Boundary labeling items

(begin)

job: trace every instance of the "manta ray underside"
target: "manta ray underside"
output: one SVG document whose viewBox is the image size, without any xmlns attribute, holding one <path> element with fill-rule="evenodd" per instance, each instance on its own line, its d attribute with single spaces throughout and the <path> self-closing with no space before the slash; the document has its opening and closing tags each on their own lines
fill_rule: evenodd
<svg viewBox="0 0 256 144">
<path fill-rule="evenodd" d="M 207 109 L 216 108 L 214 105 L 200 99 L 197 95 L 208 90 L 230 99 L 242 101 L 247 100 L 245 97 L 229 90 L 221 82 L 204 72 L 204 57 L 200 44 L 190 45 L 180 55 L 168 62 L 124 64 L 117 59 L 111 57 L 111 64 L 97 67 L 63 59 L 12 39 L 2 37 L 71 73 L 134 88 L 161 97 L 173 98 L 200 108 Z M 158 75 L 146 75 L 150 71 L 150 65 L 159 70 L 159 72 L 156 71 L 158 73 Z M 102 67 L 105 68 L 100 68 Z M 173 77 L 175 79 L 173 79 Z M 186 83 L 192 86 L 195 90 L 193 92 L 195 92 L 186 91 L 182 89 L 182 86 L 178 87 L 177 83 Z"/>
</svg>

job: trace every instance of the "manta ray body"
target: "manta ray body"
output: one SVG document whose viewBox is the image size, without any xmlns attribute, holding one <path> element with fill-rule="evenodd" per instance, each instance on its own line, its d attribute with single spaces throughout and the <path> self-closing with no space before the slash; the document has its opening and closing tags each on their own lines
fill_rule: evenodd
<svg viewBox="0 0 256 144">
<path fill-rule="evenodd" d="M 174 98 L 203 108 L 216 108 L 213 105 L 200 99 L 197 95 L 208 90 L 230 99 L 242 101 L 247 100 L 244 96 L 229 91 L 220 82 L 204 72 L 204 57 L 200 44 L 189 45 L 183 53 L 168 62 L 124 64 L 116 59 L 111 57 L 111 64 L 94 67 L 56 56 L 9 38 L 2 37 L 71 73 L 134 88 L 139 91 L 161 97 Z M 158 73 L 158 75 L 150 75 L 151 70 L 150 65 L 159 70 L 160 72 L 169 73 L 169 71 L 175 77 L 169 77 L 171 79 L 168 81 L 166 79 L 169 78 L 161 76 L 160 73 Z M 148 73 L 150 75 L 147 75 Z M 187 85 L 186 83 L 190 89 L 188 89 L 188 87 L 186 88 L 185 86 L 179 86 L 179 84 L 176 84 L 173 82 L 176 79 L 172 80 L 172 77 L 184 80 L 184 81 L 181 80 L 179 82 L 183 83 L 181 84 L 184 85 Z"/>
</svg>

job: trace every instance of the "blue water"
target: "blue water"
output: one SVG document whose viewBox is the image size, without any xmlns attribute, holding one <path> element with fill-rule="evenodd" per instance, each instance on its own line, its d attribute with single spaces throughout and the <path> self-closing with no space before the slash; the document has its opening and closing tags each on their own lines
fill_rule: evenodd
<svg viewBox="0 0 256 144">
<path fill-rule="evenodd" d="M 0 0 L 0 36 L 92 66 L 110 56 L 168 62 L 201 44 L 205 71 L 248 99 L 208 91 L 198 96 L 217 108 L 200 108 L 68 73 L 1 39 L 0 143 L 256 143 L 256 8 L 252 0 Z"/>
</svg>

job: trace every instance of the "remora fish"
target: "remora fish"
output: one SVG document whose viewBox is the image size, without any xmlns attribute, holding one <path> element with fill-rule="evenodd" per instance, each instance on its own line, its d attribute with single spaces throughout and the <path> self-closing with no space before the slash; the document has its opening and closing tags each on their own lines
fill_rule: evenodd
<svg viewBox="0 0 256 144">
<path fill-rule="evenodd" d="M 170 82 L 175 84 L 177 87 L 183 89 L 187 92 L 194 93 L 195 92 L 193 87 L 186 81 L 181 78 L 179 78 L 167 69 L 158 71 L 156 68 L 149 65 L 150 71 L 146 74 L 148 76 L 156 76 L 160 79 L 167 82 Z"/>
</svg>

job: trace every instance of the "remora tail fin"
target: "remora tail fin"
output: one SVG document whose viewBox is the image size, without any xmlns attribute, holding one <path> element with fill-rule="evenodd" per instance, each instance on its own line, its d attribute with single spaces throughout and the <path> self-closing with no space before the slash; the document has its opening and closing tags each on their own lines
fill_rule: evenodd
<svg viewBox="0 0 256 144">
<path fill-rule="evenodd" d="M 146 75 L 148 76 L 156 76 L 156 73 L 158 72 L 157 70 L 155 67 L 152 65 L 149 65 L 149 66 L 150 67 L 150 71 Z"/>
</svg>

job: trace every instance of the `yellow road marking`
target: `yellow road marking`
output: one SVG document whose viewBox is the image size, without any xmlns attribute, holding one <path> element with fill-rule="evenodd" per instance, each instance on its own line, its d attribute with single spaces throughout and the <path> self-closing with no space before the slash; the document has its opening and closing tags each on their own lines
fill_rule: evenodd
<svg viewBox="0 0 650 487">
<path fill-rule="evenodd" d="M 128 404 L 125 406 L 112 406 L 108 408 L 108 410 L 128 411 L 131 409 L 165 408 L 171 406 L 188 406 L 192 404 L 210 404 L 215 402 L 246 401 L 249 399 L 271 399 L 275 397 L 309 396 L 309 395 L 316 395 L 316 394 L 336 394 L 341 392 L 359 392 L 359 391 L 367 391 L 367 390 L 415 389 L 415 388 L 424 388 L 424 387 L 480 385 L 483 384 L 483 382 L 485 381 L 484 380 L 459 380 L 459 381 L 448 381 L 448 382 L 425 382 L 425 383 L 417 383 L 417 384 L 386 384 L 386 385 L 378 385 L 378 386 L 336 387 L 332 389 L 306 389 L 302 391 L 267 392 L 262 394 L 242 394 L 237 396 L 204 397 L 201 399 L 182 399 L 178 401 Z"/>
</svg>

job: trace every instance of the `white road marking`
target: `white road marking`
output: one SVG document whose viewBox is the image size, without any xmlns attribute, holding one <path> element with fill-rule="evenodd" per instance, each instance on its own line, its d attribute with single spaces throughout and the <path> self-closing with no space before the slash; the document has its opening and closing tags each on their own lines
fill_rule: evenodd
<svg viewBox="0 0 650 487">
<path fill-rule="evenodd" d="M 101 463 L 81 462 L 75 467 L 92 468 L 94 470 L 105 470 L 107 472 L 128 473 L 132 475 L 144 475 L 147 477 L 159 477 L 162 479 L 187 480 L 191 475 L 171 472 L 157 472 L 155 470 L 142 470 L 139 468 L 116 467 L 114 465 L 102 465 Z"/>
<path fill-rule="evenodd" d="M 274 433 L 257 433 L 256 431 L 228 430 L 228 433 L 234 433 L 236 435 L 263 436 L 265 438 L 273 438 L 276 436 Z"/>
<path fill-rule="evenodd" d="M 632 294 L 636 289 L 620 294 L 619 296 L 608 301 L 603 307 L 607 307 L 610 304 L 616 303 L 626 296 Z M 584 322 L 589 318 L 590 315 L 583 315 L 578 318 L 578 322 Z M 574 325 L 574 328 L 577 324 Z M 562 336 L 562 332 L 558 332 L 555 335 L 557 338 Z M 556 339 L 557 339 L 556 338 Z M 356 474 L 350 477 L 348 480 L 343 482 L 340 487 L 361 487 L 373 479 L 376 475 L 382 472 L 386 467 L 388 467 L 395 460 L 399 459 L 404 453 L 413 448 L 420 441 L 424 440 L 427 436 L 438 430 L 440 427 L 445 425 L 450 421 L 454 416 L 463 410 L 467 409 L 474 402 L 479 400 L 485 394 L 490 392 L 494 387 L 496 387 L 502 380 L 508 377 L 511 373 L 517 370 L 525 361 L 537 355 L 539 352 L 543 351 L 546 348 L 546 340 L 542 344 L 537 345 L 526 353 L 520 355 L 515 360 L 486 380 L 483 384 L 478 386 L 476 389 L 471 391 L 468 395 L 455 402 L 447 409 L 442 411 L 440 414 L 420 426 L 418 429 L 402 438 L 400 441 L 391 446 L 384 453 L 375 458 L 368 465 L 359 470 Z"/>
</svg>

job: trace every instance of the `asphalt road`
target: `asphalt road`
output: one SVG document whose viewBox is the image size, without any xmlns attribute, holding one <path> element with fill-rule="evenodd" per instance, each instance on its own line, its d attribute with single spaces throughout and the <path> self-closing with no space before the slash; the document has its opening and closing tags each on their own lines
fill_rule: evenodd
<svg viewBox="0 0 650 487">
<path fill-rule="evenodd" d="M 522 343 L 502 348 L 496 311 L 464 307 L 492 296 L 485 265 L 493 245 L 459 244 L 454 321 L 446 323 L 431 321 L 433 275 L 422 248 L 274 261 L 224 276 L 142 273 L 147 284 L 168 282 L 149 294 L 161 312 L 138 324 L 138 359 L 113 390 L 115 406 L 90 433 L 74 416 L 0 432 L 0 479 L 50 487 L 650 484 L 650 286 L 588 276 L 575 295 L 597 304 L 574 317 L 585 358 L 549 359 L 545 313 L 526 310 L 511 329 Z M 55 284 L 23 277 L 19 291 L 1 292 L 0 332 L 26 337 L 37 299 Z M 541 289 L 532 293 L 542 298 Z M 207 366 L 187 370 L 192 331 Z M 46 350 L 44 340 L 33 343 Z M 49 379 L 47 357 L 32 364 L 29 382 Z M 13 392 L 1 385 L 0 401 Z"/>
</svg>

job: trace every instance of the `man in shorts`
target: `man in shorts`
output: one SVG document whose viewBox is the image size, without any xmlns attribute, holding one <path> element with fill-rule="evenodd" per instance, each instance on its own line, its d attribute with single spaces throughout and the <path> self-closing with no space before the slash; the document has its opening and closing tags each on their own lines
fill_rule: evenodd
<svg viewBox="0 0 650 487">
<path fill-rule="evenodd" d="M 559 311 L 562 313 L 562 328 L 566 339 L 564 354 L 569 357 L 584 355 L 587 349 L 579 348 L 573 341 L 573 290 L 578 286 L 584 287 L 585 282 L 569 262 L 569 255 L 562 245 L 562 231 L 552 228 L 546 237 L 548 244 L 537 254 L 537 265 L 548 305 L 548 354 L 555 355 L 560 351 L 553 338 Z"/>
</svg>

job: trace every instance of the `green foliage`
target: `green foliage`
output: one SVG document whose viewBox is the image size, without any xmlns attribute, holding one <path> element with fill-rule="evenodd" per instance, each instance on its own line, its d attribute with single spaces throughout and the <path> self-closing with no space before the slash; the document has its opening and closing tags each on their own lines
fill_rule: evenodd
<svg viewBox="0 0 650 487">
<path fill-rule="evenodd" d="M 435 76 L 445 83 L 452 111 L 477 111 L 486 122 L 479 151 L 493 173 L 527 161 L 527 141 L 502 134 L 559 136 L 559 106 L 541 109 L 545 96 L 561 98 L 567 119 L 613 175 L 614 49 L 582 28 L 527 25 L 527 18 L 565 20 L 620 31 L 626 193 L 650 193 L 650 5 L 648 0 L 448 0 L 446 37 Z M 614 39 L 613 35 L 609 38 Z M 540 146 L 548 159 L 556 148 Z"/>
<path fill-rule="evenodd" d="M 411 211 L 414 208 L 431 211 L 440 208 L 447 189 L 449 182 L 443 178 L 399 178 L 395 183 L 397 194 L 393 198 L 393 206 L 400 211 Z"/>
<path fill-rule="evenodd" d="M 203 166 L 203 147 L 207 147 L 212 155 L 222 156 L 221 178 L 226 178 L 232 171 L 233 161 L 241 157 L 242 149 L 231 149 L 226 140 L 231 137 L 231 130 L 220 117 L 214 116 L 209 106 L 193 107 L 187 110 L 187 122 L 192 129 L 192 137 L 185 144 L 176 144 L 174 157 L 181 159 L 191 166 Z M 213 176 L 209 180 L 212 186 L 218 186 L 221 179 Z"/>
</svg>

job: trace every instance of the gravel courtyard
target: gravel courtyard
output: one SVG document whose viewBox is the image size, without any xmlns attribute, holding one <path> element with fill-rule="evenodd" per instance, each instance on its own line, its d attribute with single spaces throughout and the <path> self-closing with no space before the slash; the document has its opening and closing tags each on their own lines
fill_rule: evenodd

(end)

Starting at the line that contains "job: trace every instance of the gravel", write out every line to the end of the entries, exactly as given.

job: trace every instance of the gravel courtyard
target: gravel courtyard
output: one SVG document whose viewBox is the image size, without any xmlns attribute, holding one <path> element with fill-rule="evenodd" per instance, each instance on its own line, its d attribute with single spaces throughout and the <path> self-closing with no space before the slash; the document has its opening and closing tags each on their own lines
fill_rule: evenodd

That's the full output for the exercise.